#### Supplied data

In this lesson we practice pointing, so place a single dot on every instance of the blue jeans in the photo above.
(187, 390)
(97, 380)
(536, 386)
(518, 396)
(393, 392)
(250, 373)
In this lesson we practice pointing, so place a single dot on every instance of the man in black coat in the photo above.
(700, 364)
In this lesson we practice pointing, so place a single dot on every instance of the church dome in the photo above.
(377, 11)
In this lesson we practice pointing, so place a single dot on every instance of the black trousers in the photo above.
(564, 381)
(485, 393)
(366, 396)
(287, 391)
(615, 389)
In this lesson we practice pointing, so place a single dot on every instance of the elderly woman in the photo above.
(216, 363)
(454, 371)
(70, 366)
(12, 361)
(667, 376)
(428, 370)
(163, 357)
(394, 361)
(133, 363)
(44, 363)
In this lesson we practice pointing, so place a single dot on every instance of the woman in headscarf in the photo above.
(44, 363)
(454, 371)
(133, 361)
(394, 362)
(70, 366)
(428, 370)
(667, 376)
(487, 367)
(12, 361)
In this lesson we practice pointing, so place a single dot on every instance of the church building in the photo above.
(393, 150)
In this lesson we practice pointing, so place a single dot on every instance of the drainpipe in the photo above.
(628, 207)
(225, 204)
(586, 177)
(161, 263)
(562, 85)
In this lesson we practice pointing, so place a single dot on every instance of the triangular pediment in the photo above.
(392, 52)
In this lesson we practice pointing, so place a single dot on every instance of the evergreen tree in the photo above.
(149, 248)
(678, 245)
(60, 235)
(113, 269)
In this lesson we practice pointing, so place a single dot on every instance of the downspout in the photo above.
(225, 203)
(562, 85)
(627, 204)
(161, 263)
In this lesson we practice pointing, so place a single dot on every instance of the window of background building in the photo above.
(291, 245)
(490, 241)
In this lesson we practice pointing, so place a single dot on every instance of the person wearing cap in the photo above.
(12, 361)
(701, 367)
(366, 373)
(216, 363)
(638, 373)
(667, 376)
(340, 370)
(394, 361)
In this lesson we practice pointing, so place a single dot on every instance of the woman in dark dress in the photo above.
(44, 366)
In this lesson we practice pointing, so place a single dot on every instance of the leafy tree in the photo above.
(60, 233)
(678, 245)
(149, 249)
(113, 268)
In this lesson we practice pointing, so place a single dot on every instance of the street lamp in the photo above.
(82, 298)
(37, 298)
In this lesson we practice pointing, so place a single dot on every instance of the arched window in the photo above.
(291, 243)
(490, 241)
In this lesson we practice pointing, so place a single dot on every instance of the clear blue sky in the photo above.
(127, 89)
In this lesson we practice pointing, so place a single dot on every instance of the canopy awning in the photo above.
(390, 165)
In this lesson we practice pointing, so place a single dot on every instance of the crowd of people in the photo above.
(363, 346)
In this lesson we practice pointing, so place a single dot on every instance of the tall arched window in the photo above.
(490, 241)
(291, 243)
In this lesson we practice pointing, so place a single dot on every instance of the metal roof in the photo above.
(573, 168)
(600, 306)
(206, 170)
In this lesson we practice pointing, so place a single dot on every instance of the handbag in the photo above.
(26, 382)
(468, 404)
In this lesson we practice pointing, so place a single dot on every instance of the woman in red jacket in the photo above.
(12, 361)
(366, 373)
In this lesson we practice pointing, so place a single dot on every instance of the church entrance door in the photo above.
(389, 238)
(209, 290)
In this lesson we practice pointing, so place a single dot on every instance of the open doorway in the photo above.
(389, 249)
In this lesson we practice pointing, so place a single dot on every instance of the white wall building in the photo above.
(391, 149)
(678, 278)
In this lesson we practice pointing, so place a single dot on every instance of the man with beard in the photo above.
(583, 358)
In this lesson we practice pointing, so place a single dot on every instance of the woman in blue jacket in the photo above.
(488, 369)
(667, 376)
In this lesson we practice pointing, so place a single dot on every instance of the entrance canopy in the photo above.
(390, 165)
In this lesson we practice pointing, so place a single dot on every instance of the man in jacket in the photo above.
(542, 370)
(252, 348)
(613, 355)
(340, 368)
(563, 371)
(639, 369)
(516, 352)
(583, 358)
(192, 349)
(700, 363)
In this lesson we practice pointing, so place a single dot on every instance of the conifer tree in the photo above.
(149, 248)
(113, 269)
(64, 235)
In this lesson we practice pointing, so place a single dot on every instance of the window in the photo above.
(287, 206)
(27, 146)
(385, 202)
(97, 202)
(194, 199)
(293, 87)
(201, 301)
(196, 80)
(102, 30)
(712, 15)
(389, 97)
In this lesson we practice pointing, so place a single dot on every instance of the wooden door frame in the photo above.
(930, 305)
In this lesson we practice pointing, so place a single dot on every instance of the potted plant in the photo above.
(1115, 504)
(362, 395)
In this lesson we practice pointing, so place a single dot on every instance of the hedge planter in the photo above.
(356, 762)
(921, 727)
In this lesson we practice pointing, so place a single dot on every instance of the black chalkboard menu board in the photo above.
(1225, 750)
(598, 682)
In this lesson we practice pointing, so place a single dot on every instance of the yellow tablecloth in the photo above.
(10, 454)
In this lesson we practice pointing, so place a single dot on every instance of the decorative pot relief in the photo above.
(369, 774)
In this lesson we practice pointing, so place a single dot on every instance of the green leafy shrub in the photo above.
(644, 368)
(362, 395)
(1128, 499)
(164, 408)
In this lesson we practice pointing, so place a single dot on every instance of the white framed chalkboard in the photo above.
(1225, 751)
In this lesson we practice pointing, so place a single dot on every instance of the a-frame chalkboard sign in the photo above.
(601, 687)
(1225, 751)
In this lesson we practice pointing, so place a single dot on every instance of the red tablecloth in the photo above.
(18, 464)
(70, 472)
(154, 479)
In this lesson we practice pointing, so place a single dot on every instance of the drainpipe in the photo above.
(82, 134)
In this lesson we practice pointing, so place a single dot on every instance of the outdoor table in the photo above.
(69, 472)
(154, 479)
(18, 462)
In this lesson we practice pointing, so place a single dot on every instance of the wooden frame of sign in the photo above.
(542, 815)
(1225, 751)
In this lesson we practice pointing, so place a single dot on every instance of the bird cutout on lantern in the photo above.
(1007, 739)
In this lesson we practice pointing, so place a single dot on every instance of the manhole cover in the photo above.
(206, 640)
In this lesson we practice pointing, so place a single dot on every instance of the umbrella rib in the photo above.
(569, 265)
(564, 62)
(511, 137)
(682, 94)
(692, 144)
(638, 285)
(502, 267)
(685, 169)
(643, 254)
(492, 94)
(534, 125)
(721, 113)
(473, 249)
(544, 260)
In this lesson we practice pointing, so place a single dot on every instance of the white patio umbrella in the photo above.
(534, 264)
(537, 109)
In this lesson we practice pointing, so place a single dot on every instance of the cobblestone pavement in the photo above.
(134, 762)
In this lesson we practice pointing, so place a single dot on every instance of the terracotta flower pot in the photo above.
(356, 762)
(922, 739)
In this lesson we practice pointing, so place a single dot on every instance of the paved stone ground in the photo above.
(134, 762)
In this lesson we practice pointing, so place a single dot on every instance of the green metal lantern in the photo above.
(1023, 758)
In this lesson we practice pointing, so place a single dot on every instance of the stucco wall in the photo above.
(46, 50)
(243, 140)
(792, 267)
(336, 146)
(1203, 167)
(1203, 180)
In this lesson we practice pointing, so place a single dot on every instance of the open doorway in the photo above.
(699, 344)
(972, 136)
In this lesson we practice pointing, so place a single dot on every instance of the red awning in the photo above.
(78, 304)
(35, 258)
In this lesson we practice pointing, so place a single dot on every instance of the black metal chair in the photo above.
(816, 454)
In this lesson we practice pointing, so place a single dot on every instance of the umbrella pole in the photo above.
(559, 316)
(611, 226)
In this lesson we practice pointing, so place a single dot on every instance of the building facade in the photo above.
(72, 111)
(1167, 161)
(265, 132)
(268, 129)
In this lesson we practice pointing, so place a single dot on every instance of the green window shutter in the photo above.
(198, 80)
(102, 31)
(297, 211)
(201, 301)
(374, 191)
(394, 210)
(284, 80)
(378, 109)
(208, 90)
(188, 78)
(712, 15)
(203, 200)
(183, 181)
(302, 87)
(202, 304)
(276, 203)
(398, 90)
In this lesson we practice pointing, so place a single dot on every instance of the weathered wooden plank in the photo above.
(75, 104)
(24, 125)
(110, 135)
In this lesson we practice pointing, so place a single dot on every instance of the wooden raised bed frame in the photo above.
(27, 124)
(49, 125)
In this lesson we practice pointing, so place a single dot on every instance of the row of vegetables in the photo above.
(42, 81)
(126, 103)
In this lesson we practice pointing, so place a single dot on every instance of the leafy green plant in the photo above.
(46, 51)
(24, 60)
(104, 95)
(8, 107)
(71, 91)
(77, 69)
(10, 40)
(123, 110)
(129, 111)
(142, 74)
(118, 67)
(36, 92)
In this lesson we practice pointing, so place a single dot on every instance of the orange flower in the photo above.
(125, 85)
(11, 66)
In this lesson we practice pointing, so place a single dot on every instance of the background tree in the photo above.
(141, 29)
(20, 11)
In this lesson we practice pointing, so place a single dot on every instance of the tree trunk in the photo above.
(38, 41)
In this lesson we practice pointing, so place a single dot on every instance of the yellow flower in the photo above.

########

(Problem description) Copy exactly the lines from the one containing "vegetables in the photo above." through the last line of the records, both included, and nothing else.

(Exercise answer)
In this lesson we practice pointing, so place a single dot on every instance of the row of vegetables in the photo above.
(42, 81)
(126, 103)
In this lesson we practice pointing, so place a single dot on every instance of the leafy green plant in the photo above.
(46, 51)
(24, 60)
(104, 95)
(8, 107)
(71, 91)
(77, 69)
(10, 40)
(123, 110)
(129, 111)
(142, 74)
(118, 67)
(36, 92)
In this lesson we practice pointing, so place a single dot on every instance of the orange flower in the photo above.
(125, 85)
(11, 66)
In this lesson we practice pointing, so place a single dot on every instance of the background tree in the photo above.
(141, 29)
(20, 11)
In this lesson we practice pointing, so place a single dot on every instance of the tree trunk in the photo above.
(38, 41)
In this lesson we practice pointing, so place a single dot on every instance of the yellow flower in the photo above.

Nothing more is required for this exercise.